---------- PASSAGE FOURNI ----------
Cette disposition provient d'un amendement, dont la justification est la suivante : « L'impact budgétaire important de la mise en application de la jurisprudence belge et la jurisprudence de la Cour de justice des Communautés européennes nécessite de procéder d'une manière progressive.

Dès lors et dans un premier temps, la nuit prestée par un éducateur d'internat sera comptabilisée pour quatre heures de service au lieu des trois heures actuelles.

Cet article permet de comptabiliser les prestations d'une nuit de huit heures à raison de quatre heures de service. Afin de faciliter l'organisation de ces prestations au sein des internats et des homes d'accueil concernés, le calcul des prestations est effectué sur une période de référence de dix mois commençant le 1er septembre et se terminant le 30 juin. Ces prestations ne pouvant pas dépasser une moyenne de 48 heures/semaine.

La Communauté flamande comptabilise les heures de nuit des éducateurs d'internats à raison de quatre heures de service. La nuit y est comptée pour huit heures. Le présent amendement met donc en place un régime similaire en Communauté française » (Doc. parl., Parlement de la Communauté française, 2018-2019, n° 825/2, p. 3).

Quant à la recevabilité du recours B.2. Le Gouvernement de la Communauté française soutient que les parties requérantes ne justifient pas d'un intérêt à leur recours dès lors qu'en cas d'annulation de la disposition attaquée, elles se retrouveraient dans une situation moins favorable. En effet, la disposition attaquée améliore leur situation en ce qu'elle prévoit que les prestations de nuit des éducateurs d'internat - dites « gardes dormantes » au motif que les éducateurs peuvent dormir sur leur lieu de travail tout en étant disponibles en cas de besoin - sont désormais comptabilisées pour quatre heures et rémunérées comme telles, contre trois heures auparavant.

Le Gouvernement flamand quant à lui estime que les parties requérantes justifient d'un intérêt à leur recours pour autant qu'elles établissent où elles sont effectivement employées et qu'elles relèvent donc de l'application de la disposition attaquée.

B.3.1. La Constitution et la loi spéciale du 6 janvier 1989 sur la Cour constitutionnelle imposent à toute personne physique ou morale qui introduit un recours en annulation de justifier d'un intérêt. Ne justifient de l'intérêt requis que les personnes dont la situation pourrait être affectée directement et défavorablement par la norme attaquée.

B.3.2. En ce qu'elle fixe à 48 heures la durée de travail hebdomadaire maximale des éducateurs au sein des internats des établissements de l'enseignement secondaire général et technique de la Communauté française, durée dont le respect doit être contrôlé sur la base d'une période de référence de dix mois commençant le 1er septembre et se terminant le 30 juin, et en ce qu'elle prévoit que les prestations de nuit sont rémunérées à concurrence de quatre heures pour huit heures de présence effective, la disposition attaquée affecte directement et défavorablement la situation des parties requérantes, qui affirment travailler en tant qu'éducateurs au sein de tels internats.
---------- JEU DE DONNÉES ----------
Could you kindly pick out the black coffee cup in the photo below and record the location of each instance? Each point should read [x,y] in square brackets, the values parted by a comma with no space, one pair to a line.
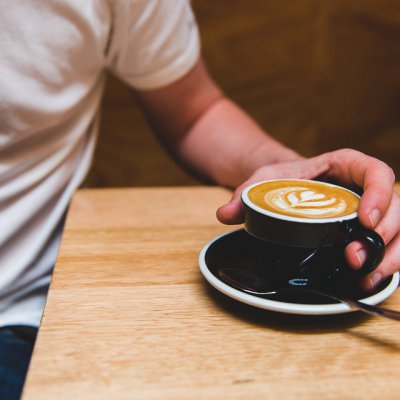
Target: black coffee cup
[310,233]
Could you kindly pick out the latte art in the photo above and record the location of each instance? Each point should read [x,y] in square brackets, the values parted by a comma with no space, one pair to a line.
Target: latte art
[305,203]
[304,199]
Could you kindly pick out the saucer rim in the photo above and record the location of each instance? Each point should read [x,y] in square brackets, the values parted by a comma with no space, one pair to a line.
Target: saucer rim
[284,307]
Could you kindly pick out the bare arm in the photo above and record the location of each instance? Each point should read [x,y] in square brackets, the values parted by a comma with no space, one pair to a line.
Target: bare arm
[208,133]
[213,137]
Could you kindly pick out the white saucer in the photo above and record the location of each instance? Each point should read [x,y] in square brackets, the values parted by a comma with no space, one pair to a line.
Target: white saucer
[279,306]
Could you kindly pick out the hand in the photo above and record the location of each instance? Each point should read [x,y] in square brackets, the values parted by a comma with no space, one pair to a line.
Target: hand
[379,207]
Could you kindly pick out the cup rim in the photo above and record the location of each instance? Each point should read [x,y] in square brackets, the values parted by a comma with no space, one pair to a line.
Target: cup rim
[246,200]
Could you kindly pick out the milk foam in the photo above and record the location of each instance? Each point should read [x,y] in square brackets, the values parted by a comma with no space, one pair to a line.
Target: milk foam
[305,202]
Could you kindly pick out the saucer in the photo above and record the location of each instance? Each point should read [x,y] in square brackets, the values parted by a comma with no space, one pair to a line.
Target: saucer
[239,250]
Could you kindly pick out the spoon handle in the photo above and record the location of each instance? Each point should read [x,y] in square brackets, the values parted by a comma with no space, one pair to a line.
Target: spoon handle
[369,309]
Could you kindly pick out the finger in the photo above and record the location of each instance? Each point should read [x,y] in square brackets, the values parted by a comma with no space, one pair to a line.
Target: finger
[232,213]
[374,176]
[356,253]
[389,265]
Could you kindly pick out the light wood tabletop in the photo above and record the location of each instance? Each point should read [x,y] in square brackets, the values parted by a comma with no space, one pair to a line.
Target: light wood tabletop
[129,316]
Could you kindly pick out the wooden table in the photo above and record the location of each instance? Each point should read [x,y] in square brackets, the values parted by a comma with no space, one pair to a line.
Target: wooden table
[129,316]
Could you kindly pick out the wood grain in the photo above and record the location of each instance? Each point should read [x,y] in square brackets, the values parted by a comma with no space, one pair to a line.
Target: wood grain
[129,316]
[318,75]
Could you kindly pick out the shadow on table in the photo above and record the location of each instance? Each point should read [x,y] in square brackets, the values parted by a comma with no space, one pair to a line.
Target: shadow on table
[311,324]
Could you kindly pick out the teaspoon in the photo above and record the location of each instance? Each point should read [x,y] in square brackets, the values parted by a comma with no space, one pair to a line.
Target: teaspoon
[252,284]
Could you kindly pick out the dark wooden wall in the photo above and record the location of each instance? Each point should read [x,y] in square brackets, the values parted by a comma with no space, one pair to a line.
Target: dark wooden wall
[317,74]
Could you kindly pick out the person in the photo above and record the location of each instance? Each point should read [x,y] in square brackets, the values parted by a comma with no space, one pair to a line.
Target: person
[52,72]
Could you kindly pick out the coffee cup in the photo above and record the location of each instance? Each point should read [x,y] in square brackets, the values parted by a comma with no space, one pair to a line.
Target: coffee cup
[299,213]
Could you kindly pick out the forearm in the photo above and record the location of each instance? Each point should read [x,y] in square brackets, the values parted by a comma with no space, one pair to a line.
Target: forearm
[227,146]
[208,133]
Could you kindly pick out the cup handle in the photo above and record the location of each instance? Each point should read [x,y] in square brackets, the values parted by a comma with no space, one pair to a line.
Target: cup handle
[375,247]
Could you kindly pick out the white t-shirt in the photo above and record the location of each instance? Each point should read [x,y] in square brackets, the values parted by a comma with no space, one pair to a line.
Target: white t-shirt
[53,57]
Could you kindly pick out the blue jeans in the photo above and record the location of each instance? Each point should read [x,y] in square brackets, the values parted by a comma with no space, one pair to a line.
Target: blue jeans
[16,345]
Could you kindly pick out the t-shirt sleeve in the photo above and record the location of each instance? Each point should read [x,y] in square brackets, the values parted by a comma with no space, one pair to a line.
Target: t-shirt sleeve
[152,42]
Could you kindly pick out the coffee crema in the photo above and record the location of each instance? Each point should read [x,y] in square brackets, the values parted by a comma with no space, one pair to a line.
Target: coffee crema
[304,199]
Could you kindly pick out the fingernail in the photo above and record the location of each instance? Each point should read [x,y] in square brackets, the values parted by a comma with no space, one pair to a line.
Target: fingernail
[374,279]
[374,217]
[361,256]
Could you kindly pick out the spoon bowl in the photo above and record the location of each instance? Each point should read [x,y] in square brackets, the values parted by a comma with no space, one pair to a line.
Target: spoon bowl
[253,284]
----------
* CONSIGNE
D'après le passage fourni, sur quelle période de référence le calcul des prestations des éducateurs d'internat est-il effectué ?

* RÉSULTAT
Sur une période de dix mois commençant le 1er septembre et se terminant le 30 juin.